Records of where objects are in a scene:
|---|
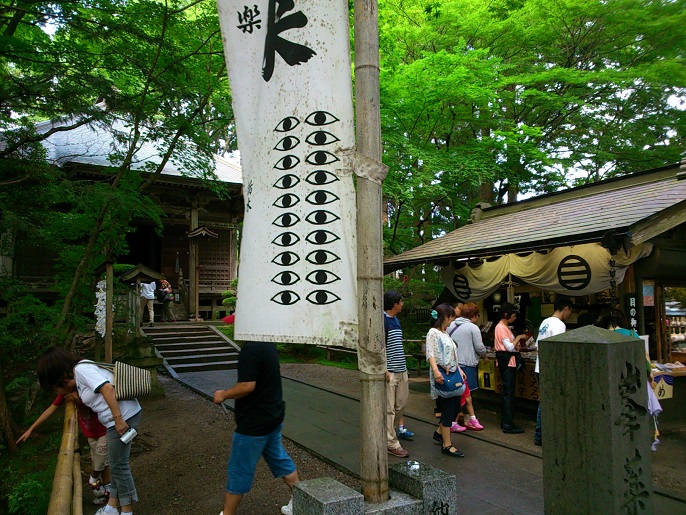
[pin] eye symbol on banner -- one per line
(322, 257)
(322, 297)
(292, 53)
(321, 217)
(287, 143)
(287, 124)
(286, 200)
(320, 138)
(320, 158)
(287, 258)
(286, 220)
(287, 239)
(319, 118)
(321, 197)
(574, 273)
(287, 181)
(286, 278)
(321, 177)
(287, 162)
(322, 277)
(461, 287)
(321, 237)
(286, 297)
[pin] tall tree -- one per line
(485, 100)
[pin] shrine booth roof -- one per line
(618, 213)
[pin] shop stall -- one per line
(615, 243)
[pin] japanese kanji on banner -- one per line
(290, 75)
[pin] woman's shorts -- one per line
(472, 374)
(98, 452)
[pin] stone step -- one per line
(172, 352)
(190, 339)
(190, 346)
(201, 358)
(154, 332)
(202, 367)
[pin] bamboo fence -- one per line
(66, 496)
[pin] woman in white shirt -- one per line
(63, 372)
(441, 352)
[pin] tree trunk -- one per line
(8, 428)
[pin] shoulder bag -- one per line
(129, 382)
(453, 384)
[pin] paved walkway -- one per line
(497, 475)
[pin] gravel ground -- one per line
(179, 457)
(180, 454)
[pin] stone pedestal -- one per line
(326, 496)
(435, 488)
(596, 427)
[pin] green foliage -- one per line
(227, 330)
(26, 328)
(677, 295)
(28, 473)
(27, 496)
(482, 100)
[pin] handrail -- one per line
(63, 498)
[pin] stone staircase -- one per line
(193, 347)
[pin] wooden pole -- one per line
(371, 346)
(109, 315)
(662, 342)
(63, 482)
(196, 245)
(77, 499)
(138, 316)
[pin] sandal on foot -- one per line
(454, 452)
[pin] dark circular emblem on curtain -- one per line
(574, 273)
(461, 287)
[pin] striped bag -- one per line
(129, 382)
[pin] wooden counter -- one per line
(526, 386)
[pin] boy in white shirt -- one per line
(551, 326)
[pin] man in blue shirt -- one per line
|---|
Exercise goal: Starting at the line "[pin] green foliage -- one per line" and ending at the last line of the records, write those lines out again with "stone staircase" swapped for "stone stairway" and nothing else changed.

Solution to the problem:
[pin] green foliage -- one per line
(227, 330)
(26, 328)
(677, 295)
(28, 473)
(27, 496)
(482, 100)
[pin] handrail -- one per line
(63, 498)
[pin] stone stairway -- one per line
(193, 347)
[pin] wooden pole -- one per line
(371, 346)
(109, 315)
(662, 342)
(63, 482)
(196, 245)
(77, 499)
(138, 316)
[pin] sandal on foot -- one per line
(454, 452)
[pin] dark circular emblem on curtain -- one per line
(574, 273)
(461, 287)
[pin] striped bag -- one per line
(129, 382)
[pin] wooden counter -- one per line
(526, 386)
[pin] boy in white shirt -- one per line
(551, 326)
[pin] man in blue shirt -- one per line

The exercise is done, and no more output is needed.